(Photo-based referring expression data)
────

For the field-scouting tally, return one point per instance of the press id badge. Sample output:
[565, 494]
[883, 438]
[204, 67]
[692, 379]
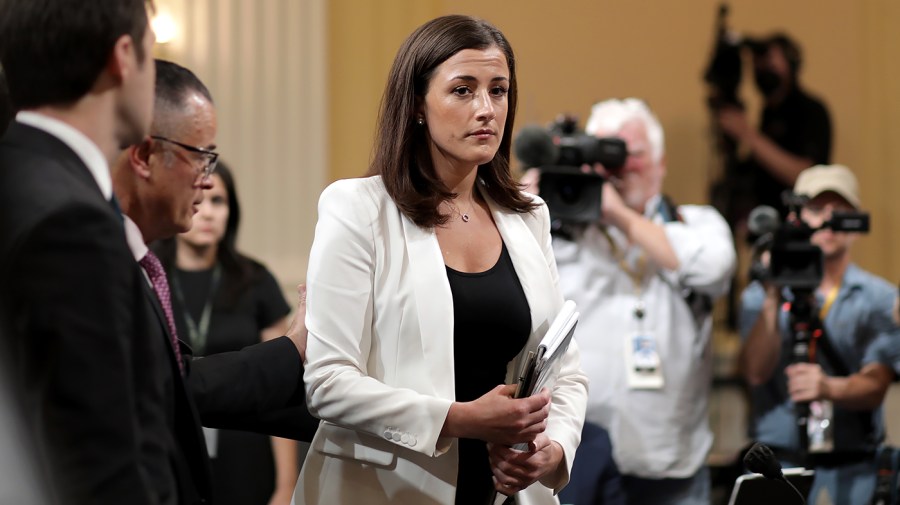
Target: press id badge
[820, 426]
[643, 362]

────

Your task:
The response should repeat each record precisely and contain no pictures.

Answer to this exercise:
For the field-scouting tally, return one point per instance of the press id badge. Sample output:
[565, 494]
[883, 438]
[204, 67]
[692, 379]
Target: press id badge
[820, 426]
[643, 362]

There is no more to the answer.